• _DO THIS_
Retype the passage on Horn formulae below, starting with "Horn formulae admit" and going on through "two least models.".

As an immediate consequence we see, that a Horn formula is satisfiable if there is no subformula of the form ${\displaystyle A_1\wedge \cdots \wedge A_n\to false}$.

Horn formulae admit unique least models, i.e. ${\displaystyle 𝒜}$ is a unique least model for ${\displaystyle F}$ if for every model ${\displaystyle {𝒜}^{\prime }}$ and for every atom B in F holds: if ${\displaystyle 𝒜(B)=true}$ then ${\displaystyle {𝒜}^{\prime }(B)=true}$ . Note, that this unique least model property does not hold for non Horn formulae: as an example take ${\displaystyle A\vee B}$ which is obviously non Horn. ${\displaystyle {𝒜}_1(A)=true,{𝒜}_1(B)=false}$ is a least model and ${\displaystyle {𝒜}_2(A)=false,{𝒜}_2(B)=true}$ as well, hence we have two least models.

• _STORED DATA_
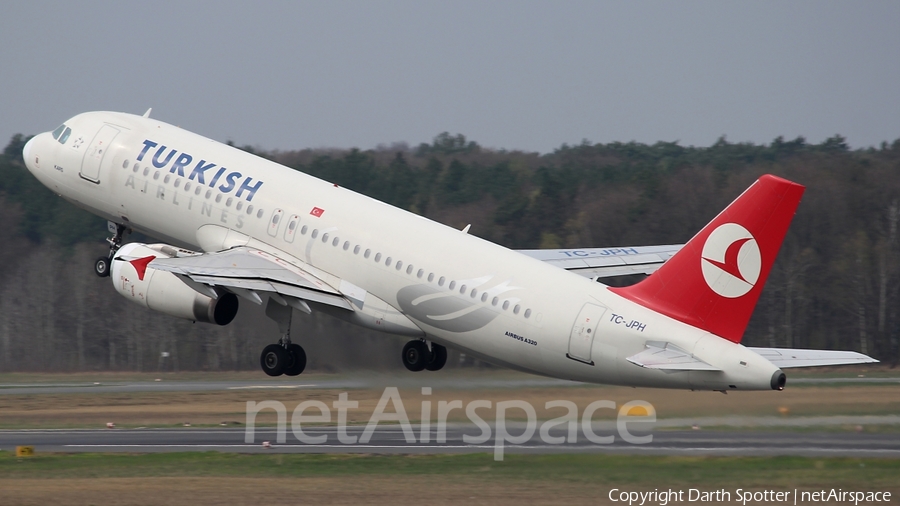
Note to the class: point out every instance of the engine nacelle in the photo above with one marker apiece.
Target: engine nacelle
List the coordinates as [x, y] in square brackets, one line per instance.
[162, 291]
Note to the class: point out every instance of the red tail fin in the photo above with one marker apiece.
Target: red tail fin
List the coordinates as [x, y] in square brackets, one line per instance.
[714, 281]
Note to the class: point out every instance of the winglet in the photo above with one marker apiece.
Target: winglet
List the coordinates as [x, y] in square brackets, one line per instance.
[714, 281]
[140, 265]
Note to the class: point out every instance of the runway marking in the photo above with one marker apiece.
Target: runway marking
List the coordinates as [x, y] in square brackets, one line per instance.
[249, 387]
[744, 451]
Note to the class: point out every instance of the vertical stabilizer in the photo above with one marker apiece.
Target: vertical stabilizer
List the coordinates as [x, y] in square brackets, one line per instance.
[714, 281]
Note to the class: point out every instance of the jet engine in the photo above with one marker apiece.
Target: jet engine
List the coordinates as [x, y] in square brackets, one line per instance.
[163, 291]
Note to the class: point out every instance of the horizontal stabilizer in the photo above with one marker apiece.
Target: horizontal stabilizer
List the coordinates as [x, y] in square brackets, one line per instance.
[786, 357]
[667, 356]
[606, 262]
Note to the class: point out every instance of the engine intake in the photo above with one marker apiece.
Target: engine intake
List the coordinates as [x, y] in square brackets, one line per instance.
[162, 291]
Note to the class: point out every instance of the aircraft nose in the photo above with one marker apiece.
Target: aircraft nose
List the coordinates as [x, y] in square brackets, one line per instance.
[31, 162]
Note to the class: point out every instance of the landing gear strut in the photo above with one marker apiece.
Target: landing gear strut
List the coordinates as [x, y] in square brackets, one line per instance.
[417, 356]
[283, 357]
[102, 264]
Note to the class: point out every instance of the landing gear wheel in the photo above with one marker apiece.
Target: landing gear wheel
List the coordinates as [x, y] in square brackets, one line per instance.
[296, 361]
[416, 355]
[101, 267]
[274, 359]
[438, 358]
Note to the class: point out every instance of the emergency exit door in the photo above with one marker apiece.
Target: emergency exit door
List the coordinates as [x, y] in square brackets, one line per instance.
[581, 340]
[96, 151]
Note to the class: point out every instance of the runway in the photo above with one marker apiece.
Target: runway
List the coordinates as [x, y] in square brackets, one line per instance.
[391, 439]
[337, 383]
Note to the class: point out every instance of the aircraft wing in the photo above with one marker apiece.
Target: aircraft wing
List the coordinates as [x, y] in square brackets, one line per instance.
[786, 357]
[667, 356]
[606, 262]
[247, 271]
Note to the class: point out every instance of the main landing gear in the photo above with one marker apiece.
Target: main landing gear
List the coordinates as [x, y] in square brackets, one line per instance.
[102, 264]
[417, 356]
[283, 357]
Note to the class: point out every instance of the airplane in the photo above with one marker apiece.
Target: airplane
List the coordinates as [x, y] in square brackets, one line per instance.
[239, 228]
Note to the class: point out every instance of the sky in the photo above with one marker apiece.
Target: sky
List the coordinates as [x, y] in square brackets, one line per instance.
[515, 75]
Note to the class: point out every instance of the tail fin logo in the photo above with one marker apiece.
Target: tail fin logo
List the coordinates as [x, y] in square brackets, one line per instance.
[731, 260]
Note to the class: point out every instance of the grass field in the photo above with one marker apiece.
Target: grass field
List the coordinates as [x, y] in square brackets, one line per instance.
[570, 479]
[214, 478]
[161, 409]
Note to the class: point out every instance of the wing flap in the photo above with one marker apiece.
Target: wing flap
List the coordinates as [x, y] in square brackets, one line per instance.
[788, 357]
[245, 269]
[667, 356]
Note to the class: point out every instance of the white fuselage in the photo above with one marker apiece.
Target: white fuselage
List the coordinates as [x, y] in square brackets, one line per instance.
[514, 310]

• _ANSWER FOR THE TASK_
Horn formulae admit unique least models, i.e. ${\displaystyle 𝒜}$ is a unique least model for ${\displaystyle F}$ if for every model ${\displaystyle {𝒜}^{\prime }}$ and for every atom B in F holds: if ${\displaystyle 𝒜(B)=true}$ then ${\displaystyle {𝒜}^{\prime }(B)=true}$ . Note, that this unique least model property does not hold for non Horn formulae: as an example take ${\displaystyle A\vee B}$ which is obviously non Horn. ${\displaystyle {𝒜}_1(A)=true,{𝒜}_1(B)=false}$ is a least model and ${\displaystyle {𝒜}_2(A)=false,{𝒜}_2(B)=true}$ as well, hence we have two least models.